§ **Extract to read**:

◆ ◆ ◆ ◆ ◆

In the first days of October 1648, 32 year old Alice Martin Bishop was hanged in Plymouth Colony for stabbing to death her four year-old daughter, Martha, an event of which she said she had no recollection. Although she was put on trial, there was little to consider. AMB had admitted her guilt October 1, 1648 (but not the first time she admitted she had killed Martha) and her trial ended on October 4 – on which the same day she was hanged. Naturally, this testimony is confusing. AMB says she does not remember killing Martha and yet, repeatedly, admits to her guilt and regret.
There are several observations, necessary clarifications and questions resulting from the trial documents:
Trial Preparation and Prejudices: As gory as this murder must have appeared, it does seem the inquest was completed by objective coroners and that AMB was given every benefit of a transparent trial by jury. I have never questioned whether AMB was intentionally falsely accused and I think the evidence makes her the most likely suspect as Martha’s killer. Certainly, we could look at other potential suspects – Richard, Abigail, Rachel, a stranger and so forth – but it is extremely unlikely that additional evidence will appear to take us off AMB’s trail.
I find no evidence that AMB’s rights were not protected during her arrest, inquest and trial. That is not to say her trial was not sensational in this small community: the trial was a “major communal drama…[where] magistrates provided elaborately for an inquest and trial” (Hoffer, 42). It is my belief that the investigation was handled with the upmost care because the community was horrified by what Alice had done: the Governor and Assistants wanted irrefutable proof (which was not hard to come by) and for justice to be swift and appropriate.
AMB did not have a defense lawyer but nor would anyone criminally charged in 1648 Plymouth Colony. She may have had people who testifed on her behalf as to her moral character and mental state – but again, we have no documentation of such.
Thompson explains the investigative work that went into criminal trials:
Much ground work would have been done before the trial; the accused would have been examined by a magistrate [and] depositions from witnesses would have been collected in writing. Since magistrates combined this inquisitorial role with the judicial, the examination might often act as the real trial when the examining magistrate decided in his own mind on the guilt or innocence of the accused. This is the explanation for the high conviction rate, around 90 percent…and for the rarity of appeals (p 7).
Admitting Guilt: Alice admits her guilt and apologizes on July 22, 1648 – the day the inquest was held. A grand jury of 17 found a true bill to move to trial and a jury of 12 men convicted her (Hoffer, 42). We know the names of the grand jury and trial jurors – all male and perhaps no surprise. However, women occasionally sat on Plymouth juries as in the 1678 inquest into the death of Anne Baston’s child (Deetz). Is there any reason to believe the outcome for AMB would have been different if women were impaneled to hear the case? It seems doubtful – the evidence was overwhelming and they had AMB’s confessions before them (Chapin, 113).

◆ ◆ ◆ ◆ ◆

§ **Items**:
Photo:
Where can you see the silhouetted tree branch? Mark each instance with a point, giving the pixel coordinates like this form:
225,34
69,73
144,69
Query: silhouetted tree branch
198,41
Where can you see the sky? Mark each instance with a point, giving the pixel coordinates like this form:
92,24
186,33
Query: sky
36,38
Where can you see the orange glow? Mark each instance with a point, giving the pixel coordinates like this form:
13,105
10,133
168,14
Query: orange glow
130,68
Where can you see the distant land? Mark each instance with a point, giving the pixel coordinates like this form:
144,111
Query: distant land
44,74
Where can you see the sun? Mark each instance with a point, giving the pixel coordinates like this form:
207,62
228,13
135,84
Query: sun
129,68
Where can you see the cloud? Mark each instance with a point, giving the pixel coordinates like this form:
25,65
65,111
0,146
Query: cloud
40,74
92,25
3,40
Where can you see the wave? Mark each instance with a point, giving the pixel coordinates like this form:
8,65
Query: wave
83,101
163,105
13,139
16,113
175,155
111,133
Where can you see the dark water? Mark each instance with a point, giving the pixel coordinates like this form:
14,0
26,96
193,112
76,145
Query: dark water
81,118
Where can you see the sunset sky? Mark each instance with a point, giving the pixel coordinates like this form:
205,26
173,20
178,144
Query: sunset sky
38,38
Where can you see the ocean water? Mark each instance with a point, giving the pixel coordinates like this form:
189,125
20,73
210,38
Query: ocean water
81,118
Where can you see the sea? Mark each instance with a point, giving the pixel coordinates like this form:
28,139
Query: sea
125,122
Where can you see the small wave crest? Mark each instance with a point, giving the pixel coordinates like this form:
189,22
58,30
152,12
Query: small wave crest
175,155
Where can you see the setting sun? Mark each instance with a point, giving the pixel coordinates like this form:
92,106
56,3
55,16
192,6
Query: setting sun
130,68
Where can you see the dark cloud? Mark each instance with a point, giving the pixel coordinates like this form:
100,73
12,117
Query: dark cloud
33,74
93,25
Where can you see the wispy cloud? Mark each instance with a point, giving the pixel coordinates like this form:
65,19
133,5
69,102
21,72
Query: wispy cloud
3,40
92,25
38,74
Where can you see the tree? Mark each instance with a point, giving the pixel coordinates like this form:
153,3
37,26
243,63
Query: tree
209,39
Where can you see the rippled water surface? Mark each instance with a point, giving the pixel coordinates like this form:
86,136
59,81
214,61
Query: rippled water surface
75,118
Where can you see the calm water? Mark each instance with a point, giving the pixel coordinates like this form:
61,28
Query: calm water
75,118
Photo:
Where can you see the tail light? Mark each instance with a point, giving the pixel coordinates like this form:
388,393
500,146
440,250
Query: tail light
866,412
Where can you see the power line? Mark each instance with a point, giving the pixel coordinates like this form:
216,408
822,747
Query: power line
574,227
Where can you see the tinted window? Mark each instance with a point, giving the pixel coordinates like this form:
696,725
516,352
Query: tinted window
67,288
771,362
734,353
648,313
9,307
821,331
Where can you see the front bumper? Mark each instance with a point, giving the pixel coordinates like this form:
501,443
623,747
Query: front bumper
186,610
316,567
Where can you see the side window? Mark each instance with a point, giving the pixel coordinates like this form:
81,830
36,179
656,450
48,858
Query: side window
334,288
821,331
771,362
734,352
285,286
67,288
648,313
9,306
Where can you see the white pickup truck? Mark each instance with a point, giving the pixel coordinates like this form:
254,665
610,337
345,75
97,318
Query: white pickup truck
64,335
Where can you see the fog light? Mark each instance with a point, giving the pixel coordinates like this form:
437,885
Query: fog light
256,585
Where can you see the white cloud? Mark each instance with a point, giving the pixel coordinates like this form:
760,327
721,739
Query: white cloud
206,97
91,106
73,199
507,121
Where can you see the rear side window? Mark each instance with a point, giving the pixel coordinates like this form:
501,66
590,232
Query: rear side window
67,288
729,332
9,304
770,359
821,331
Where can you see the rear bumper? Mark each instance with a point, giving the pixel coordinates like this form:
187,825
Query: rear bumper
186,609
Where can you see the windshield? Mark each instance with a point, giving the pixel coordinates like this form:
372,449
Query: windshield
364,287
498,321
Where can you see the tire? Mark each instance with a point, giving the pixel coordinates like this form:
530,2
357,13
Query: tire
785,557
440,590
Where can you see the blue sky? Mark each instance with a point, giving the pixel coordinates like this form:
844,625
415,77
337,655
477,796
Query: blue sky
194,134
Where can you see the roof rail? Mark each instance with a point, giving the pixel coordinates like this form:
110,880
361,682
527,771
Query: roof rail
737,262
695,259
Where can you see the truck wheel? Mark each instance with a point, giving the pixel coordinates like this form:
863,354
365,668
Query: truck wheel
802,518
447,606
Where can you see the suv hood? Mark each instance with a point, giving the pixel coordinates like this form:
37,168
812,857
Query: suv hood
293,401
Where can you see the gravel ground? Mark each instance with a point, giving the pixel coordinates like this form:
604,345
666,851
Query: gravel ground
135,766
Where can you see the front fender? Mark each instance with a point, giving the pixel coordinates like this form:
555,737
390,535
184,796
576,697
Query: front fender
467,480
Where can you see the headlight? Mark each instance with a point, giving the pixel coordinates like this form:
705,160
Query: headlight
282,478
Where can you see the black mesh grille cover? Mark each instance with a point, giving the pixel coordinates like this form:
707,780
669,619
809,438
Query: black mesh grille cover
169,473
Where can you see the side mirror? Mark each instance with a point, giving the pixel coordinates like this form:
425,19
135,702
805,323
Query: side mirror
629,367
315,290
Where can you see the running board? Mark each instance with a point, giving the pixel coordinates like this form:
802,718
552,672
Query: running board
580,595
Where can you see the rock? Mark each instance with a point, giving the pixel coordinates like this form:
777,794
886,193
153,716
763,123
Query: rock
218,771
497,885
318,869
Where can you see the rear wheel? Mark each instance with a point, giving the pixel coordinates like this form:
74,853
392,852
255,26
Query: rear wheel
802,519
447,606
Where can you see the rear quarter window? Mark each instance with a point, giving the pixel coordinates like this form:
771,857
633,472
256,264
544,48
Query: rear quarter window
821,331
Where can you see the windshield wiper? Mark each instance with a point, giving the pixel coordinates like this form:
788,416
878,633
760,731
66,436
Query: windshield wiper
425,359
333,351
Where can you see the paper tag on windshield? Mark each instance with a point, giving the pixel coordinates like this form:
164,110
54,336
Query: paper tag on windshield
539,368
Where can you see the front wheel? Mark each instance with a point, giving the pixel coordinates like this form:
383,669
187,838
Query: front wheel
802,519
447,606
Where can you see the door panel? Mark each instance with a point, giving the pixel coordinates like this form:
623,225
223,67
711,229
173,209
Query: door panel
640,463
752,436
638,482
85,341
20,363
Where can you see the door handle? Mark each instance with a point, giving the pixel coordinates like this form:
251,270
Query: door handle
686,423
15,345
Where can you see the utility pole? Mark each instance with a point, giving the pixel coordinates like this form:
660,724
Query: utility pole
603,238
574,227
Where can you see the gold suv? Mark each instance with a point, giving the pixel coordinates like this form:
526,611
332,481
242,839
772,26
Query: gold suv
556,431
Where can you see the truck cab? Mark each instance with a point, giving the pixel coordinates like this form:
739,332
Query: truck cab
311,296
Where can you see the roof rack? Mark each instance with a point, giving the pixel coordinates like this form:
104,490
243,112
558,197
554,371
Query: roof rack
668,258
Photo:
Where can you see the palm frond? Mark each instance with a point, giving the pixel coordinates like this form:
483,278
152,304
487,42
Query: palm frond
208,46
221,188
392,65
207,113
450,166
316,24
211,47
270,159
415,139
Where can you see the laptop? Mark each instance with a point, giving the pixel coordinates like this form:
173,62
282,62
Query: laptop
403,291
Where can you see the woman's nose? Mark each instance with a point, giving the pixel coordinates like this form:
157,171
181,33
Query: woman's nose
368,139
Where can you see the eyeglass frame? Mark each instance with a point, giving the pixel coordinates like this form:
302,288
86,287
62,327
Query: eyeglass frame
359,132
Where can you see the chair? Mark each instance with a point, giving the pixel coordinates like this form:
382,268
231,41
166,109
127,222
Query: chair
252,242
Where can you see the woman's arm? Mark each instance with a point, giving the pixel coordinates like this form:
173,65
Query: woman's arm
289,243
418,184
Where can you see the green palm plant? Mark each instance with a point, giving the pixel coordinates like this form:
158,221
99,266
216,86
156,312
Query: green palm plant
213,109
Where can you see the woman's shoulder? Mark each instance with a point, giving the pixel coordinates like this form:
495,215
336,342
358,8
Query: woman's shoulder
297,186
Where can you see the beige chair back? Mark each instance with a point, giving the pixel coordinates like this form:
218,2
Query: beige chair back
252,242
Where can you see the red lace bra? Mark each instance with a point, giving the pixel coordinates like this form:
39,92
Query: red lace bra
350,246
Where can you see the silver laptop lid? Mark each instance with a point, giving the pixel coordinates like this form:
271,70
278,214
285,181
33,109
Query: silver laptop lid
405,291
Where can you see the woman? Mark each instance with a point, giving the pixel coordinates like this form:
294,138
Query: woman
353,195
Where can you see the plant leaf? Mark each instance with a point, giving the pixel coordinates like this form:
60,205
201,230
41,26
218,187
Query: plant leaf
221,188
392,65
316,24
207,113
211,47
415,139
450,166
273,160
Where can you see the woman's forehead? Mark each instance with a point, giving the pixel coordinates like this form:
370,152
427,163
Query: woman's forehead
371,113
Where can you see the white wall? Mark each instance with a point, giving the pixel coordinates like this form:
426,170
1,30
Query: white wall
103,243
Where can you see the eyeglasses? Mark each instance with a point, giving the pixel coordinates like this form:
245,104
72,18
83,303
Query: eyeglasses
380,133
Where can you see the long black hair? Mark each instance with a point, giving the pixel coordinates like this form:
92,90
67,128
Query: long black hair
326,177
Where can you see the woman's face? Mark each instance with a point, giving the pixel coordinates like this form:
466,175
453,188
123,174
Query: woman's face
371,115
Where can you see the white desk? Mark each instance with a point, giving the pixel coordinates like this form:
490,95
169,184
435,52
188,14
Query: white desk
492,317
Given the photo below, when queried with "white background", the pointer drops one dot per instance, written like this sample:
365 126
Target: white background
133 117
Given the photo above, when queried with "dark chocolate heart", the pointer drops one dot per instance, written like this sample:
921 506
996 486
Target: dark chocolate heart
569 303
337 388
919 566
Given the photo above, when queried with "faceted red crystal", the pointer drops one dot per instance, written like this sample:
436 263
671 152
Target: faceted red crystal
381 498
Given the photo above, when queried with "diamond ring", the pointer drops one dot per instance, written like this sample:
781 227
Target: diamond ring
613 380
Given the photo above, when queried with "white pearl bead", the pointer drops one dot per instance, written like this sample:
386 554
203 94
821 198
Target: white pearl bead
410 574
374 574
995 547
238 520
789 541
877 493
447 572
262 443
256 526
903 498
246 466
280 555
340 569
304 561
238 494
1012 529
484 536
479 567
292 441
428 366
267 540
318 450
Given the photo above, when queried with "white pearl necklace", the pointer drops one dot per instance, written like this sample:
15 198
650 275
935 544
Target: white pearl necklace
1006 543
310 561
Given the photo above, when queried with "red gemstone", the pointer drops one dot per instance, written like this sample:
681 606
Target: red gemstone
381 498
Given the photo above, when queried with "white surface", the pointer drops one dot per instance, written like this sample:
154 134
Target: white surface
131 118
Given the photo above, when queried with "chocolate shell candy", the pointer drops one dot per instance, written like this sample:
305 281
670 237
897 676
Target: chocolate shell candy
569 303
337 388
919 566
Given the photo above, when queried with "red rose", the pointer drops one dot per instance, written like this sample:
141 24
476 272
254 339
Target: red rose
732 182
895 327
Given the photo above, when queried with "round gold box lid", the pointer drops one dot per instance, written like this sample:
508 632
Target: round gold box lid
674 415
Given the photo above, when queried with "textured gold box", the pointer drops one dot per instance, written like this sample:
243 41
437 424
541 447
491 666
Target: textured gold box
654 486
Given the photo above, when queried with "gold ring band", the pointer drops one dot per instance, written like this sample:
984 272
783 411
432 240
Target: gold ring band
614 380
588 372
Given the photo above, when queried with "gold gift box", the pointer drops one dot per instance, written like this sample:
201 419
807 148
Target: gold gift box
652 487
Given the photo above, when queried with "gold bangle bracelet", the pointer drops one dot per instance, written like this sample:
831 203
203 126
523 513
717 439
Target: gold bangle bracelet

◆ ◆ ◆ ◆ ◆

§ **Actions to take**:
[1] In the account of Alice Martin Bishop's trial, what conviction rate is given for criminal trials?
[2] Carry on the account of Alice Martin Bishop's trial, starting after its last sentence.

§ **Written responses**:
[1] Around 90 percent.

[2]
Why did Alice never attempt to place the blame elsewhere? The most obvious answer is that she knew she had murdered her daughter and was so shocked by her actions that she could do nothing but confess. It is a remarkable example of the Pilgrim mindset that is rarely seen amongst contemporary murdering mothers. Murrin writes, “The proper response to sin in New England was confession and repentance, not denial of guilt.” And goes on to explain that, “If through misguided sentimentality or a misplaced concern for harmony the community failed to punish sins, it would break its covenant with God, and He would devastate the land with some appropriate catastrophe” (188). Alice had to claim her crime and the community had to take her life for their own well-being. Alice was forsaken – clearly – but the community could not put themselves in the crosshairs of a God intent on retribution. Living in Plymouth Colony was dangerous enough.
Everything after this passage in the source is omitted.